EXERCISE PASSAGE -
───
Aston Martin has pressed the accelerator on the road to electrification with a deal to develop high-performance batteries with Britishvolt.
The maker of James Bond’s favourite supercar, which dates back to 1913, today will announce the signing of a memorandum of understanding with the battery maker, with a target of launching the first battery-powered electric vehicle in 2025.
Aston Martin Lagonda said that its collaboration with what it called “the UK’s foremost investor in lithium-ion battery cell technologies” would bring together “two leaders in UK engineering to create the next generation of cell and battery technology designed specifically for high-performance cars”.
While Tesla has led the field in the electric car market, several well-known British marques are seeking to join the race. In January, Britishvolt unveiled its first commercial deal, to supply battery cells to Lotus, the Norfolk-based sports car company.
───
GIVEN DATA -
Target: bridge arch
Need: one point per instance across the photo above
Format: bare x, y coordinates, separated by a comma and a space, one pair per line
───
WHAT TO DO -
[1] In the Aston Martin battery article, in what year does Aston Martin aim to launch its first battery-powered electric vehicle?
[2] Which companies does the Aston Martin battery article name? List every one.
[3] Resume the Aston Martin battery article after its final sentence.

ANSWERS TO THIS EXERCISE -
[1] 2025

[2] Aston Martin (Aston Martin Lagonda), Britishvolt, Tesla, Lotus

[3]
Britishvolt hired Graham Hoare, a former chairman of Ford, to head the company last summer. It is building Britain’s first so-called gigafactory in Northumberland. The £2.6 billion plant will be able to produce 30 gigawatt hours of battery cells for electric cars each year.
A joint research and development team from Aston Martin and Britishvolt will design, develop and industrialise battery packs, including bespoke modules and a battery management system. The lossmaking Aston Martin, which has had a torrid time since its flotation in October 2018, is much further down the road with its first plug-in hybrid vehicle, the Valhalla, which will start deliveries in early 2024. It has a target for its core portfolio to be fully electric by 2030.